▸ **RECORDS FOR THE EXERCISE**
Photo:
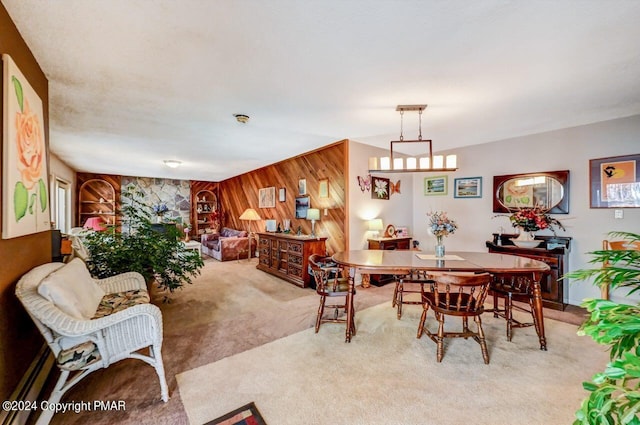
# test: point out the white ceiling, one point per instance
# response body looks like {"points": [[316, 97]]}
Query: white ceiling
{"points": [[135, 82]]}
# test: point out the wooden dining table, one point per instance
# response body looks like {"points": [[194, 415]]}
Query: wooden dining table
{"points": [[401, 262]]}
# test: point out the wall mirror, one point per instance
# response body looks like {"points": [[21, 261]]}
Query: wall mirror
{"points": [[548, 190]]}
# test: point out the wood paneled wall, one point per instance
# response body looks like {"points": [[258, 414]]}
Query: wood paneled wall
{"points": [[19, 338], [330, 162]]}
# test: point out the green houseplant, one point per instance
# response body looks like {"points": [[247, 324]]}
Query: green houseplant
{"points": [[614, 393], [159, 256]]}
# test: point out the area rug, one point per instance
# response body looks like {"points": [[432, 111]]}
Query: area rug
{"points": [[388, 376], [245, 415]]}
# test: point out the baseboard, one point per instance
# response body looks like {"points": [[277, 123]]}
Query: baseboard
{"points": [[29, 388]]}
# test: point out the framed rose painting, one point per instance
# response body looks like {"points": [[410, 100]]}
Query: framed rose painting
{"points": [[25, 190]]}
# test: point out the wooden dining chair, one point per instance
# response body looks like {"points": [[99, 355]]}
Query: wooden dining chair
{"points": [[511, 287], [456, 294], [617, 246], [406, 284], [330, 283]]}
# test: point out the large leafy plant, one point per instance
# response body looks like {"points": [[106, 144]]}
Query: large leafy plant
{"points": [[154, 251], [614, 393]]}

▸ **ABOUT THIS TASK**
The line containing "Query: framed rose painting" and all lines after it, through the end of the entries above, are to be returned exactly and alone.

▸ **EXERCISE SOLUTION**
Query: framed rose painting
{"points": [[25, 190]]}
# test: point out the wooden dining chair, one point per instance
# response body looks like {"points": [[99, 355]]}
Query: wooden dining chair
{"points": [[511, 287], [456, 294], [617, 246], [406, 284], [330, 283]]}
# test: point out the large leafy plant, one point per instance
# response body looks like {"points": [[106, 144]]}
Query: large leafy plant
{"points": [[154, 251], [614, 393]]}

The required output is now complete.